### EXERCISE
Quote the lines below word for word, leaving out the pictures.

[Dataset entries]
>>>

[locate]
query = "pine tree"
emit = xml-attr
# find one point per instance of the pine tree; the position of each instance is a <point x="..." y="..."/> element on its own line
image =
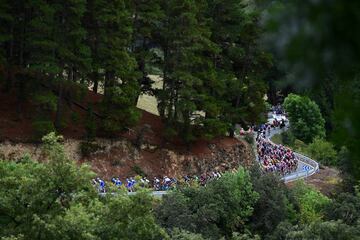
<point x="241" y="63"/>
<point x="147" y="15"/>
<point x="185" y="42"/>
<point x="118" y="65"/>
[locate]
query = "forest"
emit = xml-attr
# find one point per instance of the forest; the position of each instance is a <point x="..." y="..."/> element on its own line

<<<

### OUTPUT
[locate]
query = "pine tree"
emit = xml-attr
# find one point per instance of the pine tree; the position of each instance is a <point x="..." y="..."/> element on its own line
image =
<point x="241" y="63"/>
<point x="147" y="15"/>
<point x="185" y="42"/>
<point x="118" y="65"/>
[locate]
query = "forest"
emit = xml-attr
# find one point per instance of the forest; the position of each instance is a <point x="..." y="..."/> element on its own line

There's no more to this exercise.